**Extracted entries**:
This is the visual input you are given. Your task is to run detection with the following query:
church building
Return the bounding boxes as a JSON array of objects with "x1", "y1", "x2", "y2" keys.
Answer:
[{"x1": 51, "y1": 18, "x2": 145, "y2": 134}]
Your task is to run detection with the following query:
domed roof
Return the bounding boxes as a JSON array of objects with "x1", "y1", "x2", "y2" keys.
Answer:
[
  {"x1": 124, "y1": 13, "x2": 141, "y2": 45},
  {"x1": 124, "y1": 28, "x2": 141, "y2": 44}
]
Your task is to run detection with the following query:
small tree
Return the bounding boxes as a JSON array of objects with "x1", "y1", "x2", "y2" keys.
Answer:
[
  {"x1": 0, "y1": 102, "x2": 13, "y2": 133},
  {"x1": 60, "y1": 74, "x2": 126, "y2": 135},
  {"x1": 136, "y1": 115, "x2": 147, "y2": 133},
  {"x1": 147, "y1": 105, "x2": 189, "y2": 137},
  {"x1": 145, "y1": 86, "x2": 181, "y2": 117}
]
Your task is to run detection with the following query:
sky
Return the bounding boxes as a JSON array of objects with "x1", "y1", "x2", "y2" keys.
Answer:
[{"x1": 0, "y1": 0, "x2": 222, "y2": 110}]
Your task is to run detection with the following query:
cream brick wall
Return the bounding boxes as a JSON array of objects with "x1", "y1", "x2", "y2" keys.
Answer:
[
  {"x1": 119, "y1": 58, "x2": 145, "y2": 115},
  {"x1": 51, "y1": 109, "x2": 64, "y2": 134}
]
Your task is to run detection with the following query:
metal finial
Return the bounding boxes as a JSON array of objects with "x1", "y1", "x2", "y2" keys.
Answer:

**Request**:
Copy every one of the records above word for word.

**Exercise solution**:
This is the visual input you are given. Your task is to run detection with the following query:
church building
Return the bounding boxes as a JSON array of objects with "x1", "y1", "x2", "y2" keys.
Answer:
[{"x1": 51, "y1": 18, "x2": 145, "y2": 134}]
Your task is to run detection with the following query:
domed roof
Return the bounding boxes as a JSON array of objects with "x1", "y1", "x2", "y2" keys.
Answer:
[
  {"x1": 124, "y1": 13, "x2": 141, "y2": 45},
  {"x1": 124, "y1": 28, "x2": 141, "y2": 44}
]
Your task is to run detection with the following query:
small tree
Return the bounding boxes as a JSON array of objects with "x1", "y1", "x2", "y2" keys.
Answer:
[
  {"x1": 0, "y1": 102, "x2": 13, "y2": 133},
  {"x1": 60, "y1": 74, "x2": 126, "y2": 135},
  {"x1": 136, "y1": 115, "x2": 147, "y2": 133},
  {"x1": 147, "y1": 105, "x2": 189, "y2": 137},
  {"x1": 145, "y1": 86, "x2": 181, "y2": 117}
]
Your task is to run detection with the following query:
sky
Return the bounding boxes as a JSON array of objects with "x1", "y1", "x2", "y2" keys.
Answer:
[{"x1": 0, "y1": 0, "x2": 222, "y2": 110}]
Your task is to run detection with the following query:
cream brick wall
Return the bounding boxes as a JSON array of objects with "x1", "y1", "x2", "y2" keys.
Answer:
[
  {"x1": 119, "y1": 58, "x2": 145, "y2": 115},
  {"x1": 51, "y1": 109, "x2": 64, "y2": 134}
]
Your task is to run detection with the following query:
metal finial
Return the bounding boxes as a JSON array of objects with "x1", "y1", "x2", "y2" keys.
Answer:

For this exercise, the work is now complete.